> Aim: Would it be possible to quote, exactly and in full, the lines from the one with "Target: leopard print cuff" through the end of the entries below?

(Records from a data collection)
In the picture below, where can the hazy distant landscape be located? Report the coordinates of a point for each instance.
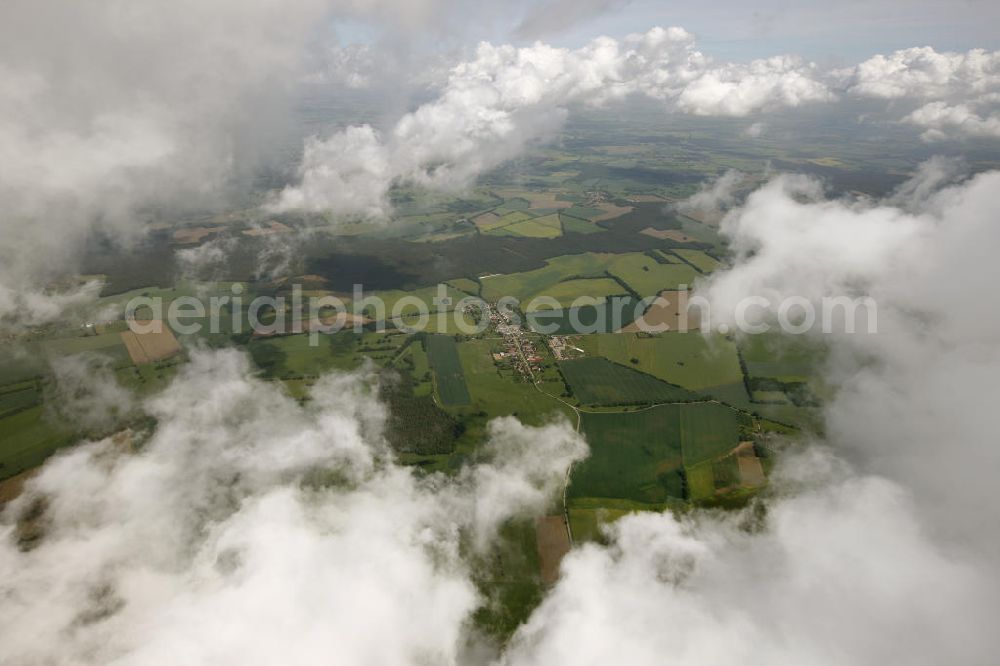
(380, 333)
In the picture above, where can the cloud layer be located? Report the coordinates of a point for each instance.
(251, 530)
(506, 98)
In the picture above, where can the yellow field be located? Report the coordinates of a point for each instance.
(149, 347)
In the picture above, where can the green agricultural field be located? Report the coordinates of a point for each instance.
(575, 225)
(598, 381)
(524, 285)
(633, 455)
(708, 430)
(700, 481)
(17, 367)
(466, 285)
(442, 354)
(583, 212)
(18, 398)
(687, 359)
(611, 315)
(107, 343)
(29, 437)
(534, 229)
(290, 356)
(428, 296)
(703, 262)
(499, 394)
(648, 277)
(567, 292)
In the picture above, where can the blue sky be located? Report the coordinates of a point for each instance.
(827, 31)
(824, 30)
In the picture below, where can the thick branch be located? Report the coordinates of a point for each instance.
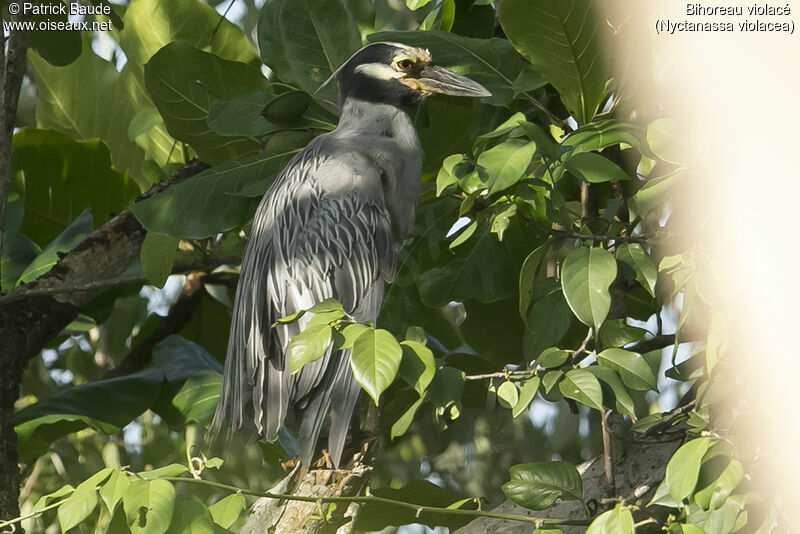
(13, 64)
(27, 325)
(13, 72)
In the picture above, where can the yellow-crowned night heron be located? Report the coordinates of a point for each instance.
(331, 225)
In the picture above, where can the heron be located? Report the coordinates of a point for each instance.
(330, 226)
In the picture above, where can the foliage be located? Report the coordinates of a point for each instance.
(532, 282)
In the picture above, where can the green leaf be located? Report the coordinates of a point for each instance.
(76, 232)
(508, 395)
(618, 520)
(82, 502)
(418, 366)
(598, 135)
(617, 333)
(506, 163)
(624, 402)
(563, 41)
(351, 332)
(594, 168)
(586, 275)
(492, 63)
(158, 255)
(78, 100)
(192, 517)
(683, 468)
(375, 361)
(715, 494)
(464, 235)
(58, 178)
(453, 168)
(537, 485)
(400, 427)
(527, 391)
(502, 220)
(582, 386)
(552, 357)
(197, 398)
(304, 45)
(375, 516)
(184, 82)
(642, 264)
(170, 470)
(206, 204)
(548, 320)
(631, 366)
(527, 276)
(550, 379)
(309, 345)
(287, 107)
(148, 506)
(227, 510)
(114, 488)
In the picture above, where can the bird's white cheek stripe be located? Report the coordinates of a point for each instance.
(380, 71)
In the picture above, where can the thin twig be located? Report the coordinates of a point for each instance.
(13, 65)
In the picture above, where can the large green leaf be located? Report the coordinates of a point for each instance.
(149, 505)
(151, 25)
(683, 469)
(85, 100)
(483, 268)
(58, 178)
(184, 82)
(594, 168)
(374, 516)
(537, 485)
(505, 164)
(585, 277)
(562, 39)
(418, 366)
(375, 361)
(618, 520)
(205, 204)
(642, 264)
(492, 63)
(82, 502)
(108, 405)
(582, 386)
(309, 345)
(304, 41)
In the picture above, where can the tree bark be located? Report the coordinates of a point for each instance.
(28, 322)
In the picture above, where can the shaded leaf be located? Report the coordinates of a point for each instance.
(631, 366)
(582, 386)
(538, 485)
(375, 361)
(586, 275)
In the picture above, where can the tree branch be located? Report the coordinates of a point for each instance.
(179, 314)
(27, 325)
(13, 64)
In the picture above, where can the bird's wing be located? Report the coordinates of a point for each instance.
(321, 231)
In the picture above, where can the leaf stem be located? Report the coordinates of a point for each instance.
(417, 508)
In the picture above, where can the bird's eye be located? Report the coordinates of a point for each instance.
(405, 65)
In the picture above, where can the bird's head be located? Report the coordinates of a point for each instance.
(400, 75)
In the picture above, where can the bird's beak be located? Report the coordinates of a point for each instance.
(438, 80)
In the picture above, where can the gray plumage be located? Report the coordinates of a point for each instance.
(331, 225)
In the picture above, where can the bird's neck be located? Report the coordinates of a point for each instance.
(360, 117)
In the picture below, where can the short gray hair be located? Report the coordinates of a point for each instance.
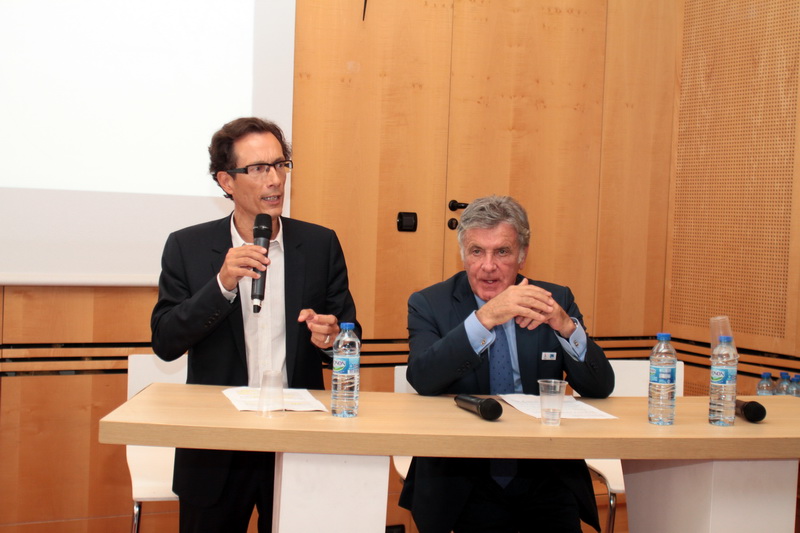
(488, 212)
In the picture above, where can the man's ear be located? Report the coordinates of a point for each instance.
(225, 181)
(523, 257)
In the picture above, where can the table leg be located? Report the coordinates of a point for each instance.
(331, 493)
(714, 496)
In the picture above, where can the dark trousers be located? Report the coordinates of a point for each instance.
(534, 501)
(250, 485)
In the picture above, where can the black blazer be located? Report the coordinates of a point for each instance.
(193, 316)
(442, 361)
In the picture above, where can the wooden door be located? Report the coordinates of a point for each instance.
(370, 141)
(525, 120)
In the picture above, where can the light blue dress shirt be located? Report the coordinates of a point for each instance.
(481, 338)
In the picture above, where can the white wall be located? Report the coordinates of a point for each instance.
(107, 111)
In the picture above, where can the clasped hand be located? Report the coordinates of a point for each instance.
(530, 306)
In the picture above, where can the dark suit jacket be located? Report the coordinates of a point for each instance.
(192, 315)
(442, 361)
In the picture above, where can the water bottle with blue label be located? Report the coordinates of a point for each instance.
(661, 395)
(782, 387)
(346, 367)
(722, 389)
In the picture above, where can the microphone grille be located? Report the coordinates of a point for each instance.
(262, 226)
(754, 412)
(490, 409)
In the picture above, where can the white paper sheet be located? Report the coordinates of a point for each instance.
(246, 399)
(572, 408)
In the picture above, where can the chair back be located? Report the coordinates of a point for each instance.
(151, 466)
(632, 377)
(401, 384)
(144, 369)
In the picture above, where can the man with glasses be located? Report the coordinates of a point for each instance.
(204, 308)
(490, 330)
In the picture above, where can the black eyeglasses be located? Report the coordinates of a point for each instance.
(259, 170)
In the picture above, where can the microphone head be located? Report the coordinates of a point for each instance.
(754, 412)
(263, 226)
(490, 409)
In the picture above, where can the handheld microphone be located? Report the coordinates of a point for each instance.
(262, 232)
(751, 411)
(486, 408)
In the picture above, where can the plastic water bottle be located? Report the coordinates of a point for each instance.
(765, 387)
(661, 397)
(346, 365)
(782, 388)
(794, 388)
(722, 390)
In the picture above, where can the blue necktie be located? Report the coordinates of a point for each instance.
(501, 381)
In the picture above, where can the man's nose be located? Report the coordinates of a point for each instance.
(273, 179)
(488, 263)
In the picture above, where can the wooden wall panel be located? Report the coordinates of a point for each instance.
(640, 86)
(525, 120)
(734, 216)
(77, 314)
(370, 140)
(54, 469)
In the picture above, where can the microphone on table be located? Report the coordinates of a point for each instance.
(262, 232)
(486, 408)
(751, 411)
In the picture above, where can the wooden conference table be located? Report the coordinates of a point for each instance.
(333, 472)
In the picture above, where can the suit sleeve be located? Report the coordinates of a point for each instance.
(187, 310)
(439, 356)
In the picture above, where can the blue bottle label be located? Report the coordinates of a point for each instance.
(722, 375)
(663, 375)
(345, 365)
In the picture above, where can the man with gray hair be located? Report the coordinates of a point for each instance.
(489, 330)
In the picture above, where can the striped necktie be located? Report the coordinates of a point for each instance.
(501, 381)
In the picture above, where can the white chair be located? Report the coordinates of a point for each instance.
(151, 466)
(401, 384)
(632, 379)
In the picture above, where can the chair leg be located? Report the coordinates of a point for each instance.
(137, 512)
(612, 511)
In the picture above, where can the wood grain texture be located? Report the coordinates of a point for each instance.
(409, 424)
(370, 140)
(638, 109)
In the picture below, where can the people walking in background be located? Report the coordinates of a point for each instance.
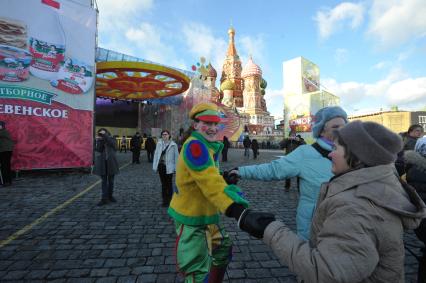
(6, 149)
(106, 164)
(255, 148)
(150, 148)
(288, 145)
(135, 146)
(415, 161)
(203, 248)
(300, 139)
(308, 162)
(226, 145)
(361, 214)
(123, 144)
(409, 139)
(165, 160)
(247, 145)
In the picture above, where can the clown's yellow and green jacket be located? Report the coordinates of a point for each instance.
(202, 193)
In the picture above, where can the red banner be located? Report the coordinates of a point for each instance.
(302, 124)
(53, 136)
(47, 60)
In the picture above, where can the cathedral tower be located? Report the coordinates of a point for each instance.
(232, 70)
(252, 76)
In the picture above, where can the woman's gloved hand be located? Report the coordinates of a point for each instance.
(254, 222)
(230, 178)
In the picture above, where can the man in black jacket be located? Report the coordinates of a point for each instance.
(135, 147)
(150, 148)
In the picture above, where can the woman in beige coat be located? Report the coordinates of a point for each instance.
(357, 229)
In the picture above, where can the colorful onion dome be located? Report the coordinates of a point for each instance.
(211, 71)
(251, 69)
(227, 85)
(263, 83)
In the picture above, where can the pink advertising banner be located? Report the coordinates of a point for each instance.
(47, 71)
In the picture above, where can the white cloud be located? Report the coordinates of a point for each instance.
(340, 56)
(148, 39)
(251, 46)
(331, 20)
(396, 22)
(202, 43)
(115, 16)
(409, 91)
(395, 89)
(381, 65)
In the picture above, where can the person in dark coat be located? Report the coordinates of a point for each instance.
(409, 138)
(106, 164)
(255, 148)
(247, 145)
(290, 144)
(150, 148)
(415, 161)
(135, 146)
(6, 149)
(226, 145)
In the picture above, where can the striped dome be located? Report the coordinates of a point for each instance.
(251, 69)
(227, 85)
(211, 71)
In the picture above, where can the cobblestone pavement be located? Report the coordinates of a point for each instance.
(52, 230)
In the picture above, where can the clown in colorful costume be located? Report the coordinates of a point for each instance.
(203, 247)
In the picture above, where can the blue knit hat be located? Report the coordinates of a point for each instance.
(324, 115)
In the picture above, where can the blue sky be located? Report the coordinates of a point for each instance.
(371, 53)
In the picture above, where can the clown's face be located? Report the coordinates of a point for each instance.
(208, 130)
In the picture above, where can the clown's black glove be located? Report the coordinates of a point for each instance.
(235, 210)
(254, 222)
(230, 179)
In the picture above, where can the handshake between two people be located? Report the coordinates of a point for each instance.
(250, 221)
(231, 177)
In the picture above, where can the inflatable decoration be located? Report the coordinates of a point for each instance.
(138, 80)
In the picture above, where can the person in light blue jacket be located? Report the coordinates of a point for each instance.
(308, 162)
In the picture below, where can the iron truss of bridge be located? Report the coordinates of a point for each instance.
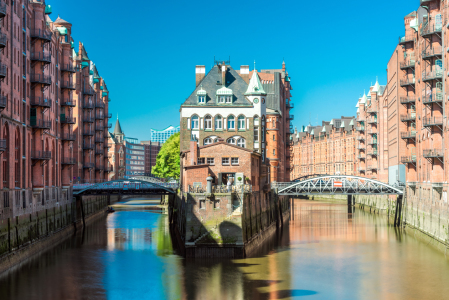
(337, 185)
(125, 187)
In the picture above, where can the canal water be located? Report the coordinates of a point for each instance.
(324, 253)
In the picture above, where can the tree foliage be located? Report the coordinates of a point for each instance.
(168, 161)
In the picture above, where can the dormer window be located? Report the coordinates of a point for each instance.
(201, 94)
(224, 95)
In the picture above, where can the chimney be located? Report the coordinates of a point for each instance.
(193, 152)
(200, 72)
(223, 74)
(244, 73)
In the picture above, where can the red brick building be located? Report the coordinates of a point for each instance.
(41, 105)
(222, 161)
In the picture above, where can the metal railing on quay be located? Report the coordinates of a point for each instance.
(430, 121)
(41, 56)
(433, 152)
(245, 188)
(40, 101)
(43, 155)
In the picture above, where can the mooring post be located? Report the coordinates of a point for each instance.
(398, 210)
(349, 204)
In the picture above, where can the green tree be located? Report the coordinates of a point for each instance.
(168, 160)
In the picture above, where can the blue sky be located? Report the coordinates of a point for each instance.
(147, 50)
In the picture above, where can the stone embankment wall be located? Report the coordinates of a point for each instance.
(425, 213)
(31, 233)
(225, 224)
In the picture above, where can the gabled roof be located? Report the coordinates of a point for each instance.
(209, 84)
(255, 87)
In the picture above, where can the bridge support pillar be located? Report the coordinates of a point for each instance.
(398, 213)
(350, 204)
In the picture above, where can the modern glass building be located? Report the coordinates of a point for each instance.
(135, 157)
(162, 135)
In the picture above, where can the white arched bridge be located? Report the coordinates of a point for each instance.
(336, 184)
(125, 187)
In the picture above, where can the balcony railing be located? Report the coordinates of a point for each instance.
(88, 119)
(432, 75)
(40, 78)
(2, 70)
(430, 153)
(2, 102)
(40, 101)
(408, 117)
(41, 56)
(431, 52)
(407, 64)
(408, 159)
(68, 102)
(65, 84)
(68, 137)
(41, 124)
(408, 135)
(88, 91)
(430, 29)
(432, 98)
(67, 119)
(406, 100)
(432, 121)
(88, 146)
(41, 34)
(407, 38)
(68, 68)
(68, 161)
(88, 165)
(2, 145)
(88, 105)
(41, 155)
(407, 81)
(2, 9)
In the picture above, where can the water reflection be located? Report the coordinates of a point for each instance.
(324, 253)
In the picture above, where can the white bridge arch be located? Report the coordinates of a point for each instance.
(337, 184)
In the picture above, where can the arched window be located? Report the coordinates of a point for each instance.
(195, 122)
(231, 122)
(241, 123)
(241, 142)
(218, 122)
(208, 122)
(231, 141)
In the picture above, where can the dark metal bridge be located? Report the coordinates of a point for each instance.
(124, 187)
(336, 184)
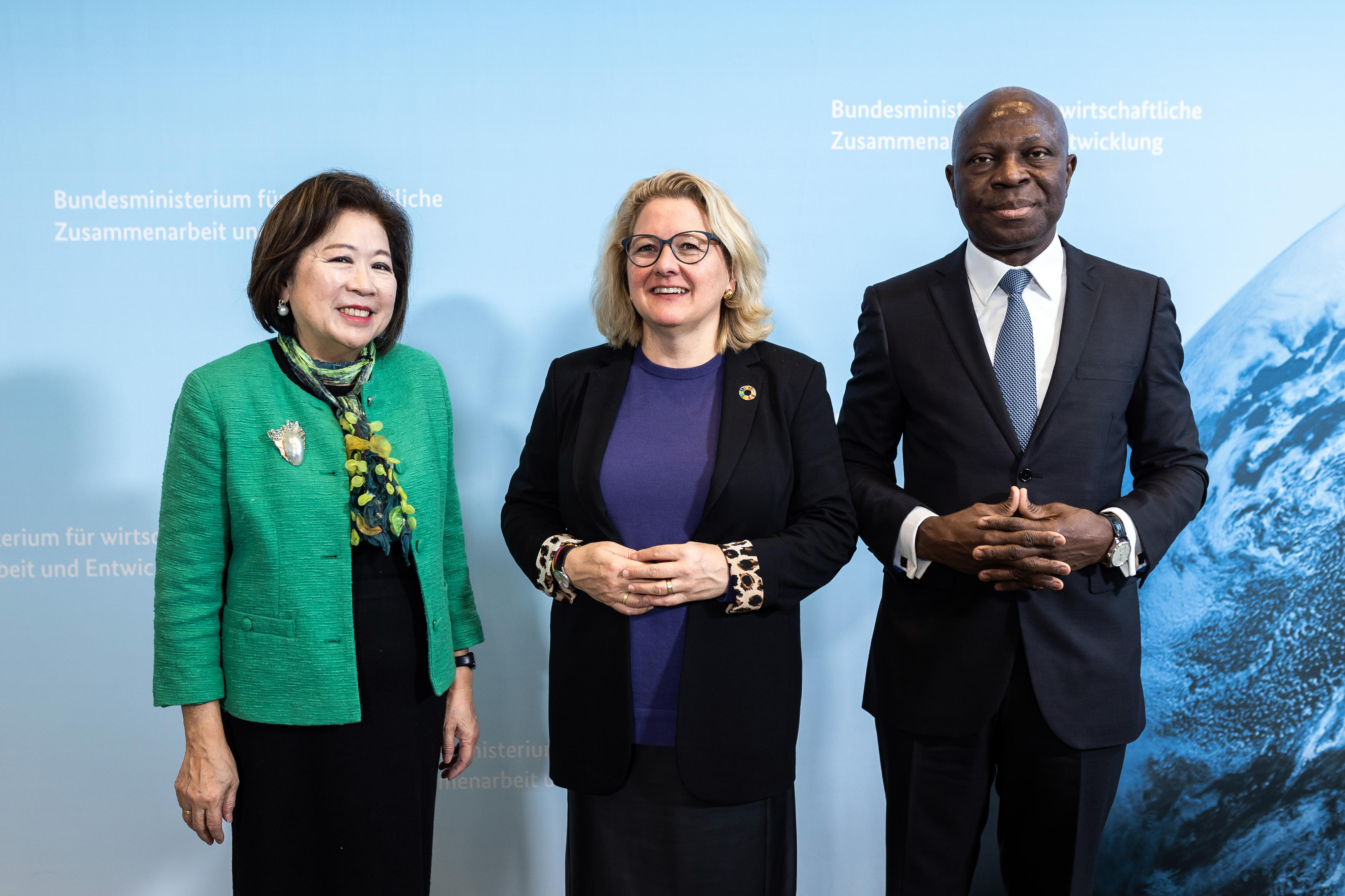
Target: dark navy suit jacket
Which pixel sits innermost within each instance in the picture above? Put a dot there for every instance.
(945, 645)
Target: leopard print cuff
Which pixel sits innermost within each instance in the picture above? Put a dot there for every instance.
(747, 590)
(545, 580)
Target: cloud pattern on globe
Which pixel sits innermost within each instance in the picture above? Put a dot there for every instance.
(1238, 787)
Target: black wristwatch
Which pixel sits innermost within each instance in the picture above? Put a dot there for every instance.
(559, 566)
(1120, 551)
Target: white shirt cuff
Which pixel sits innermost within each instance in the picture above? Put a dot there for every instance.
(1132, 566)
(906, 556)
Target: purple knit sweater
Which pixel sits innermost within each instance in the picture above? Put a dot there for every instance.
(656, 477)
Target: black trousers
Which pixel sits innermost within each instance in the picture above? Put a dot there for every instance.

> The reply:
Target: leopard print cuff
Which pixel sits innermost within each instance in the picture above? Put a dot there for every instance.
(747, 590)
(545, 580)
Target: cloud pattern on globe
Which pixel sits innermost within each instance in the picture above? Put a dot there for every instance.
(1238, 787)
Target: black wristwatch
Which pixel sits innermost within each instance in the picture above? Put a dot there for every instance.
(559, 566)
(1120, 551)
Target: white shirt cuff
Which pixel sits innermost within each instance in the picture above? Put a dot there for every instance.
(1132, 566)
(906, 556)
Target: purple knit sweater
Which pixel sits innermost within each instance in the picture above? Put a dot there for every instance.
(656, 477)
Target: black trousers
Which pixel sits innermost within each instance in the picture above? Put a dot there for every instance.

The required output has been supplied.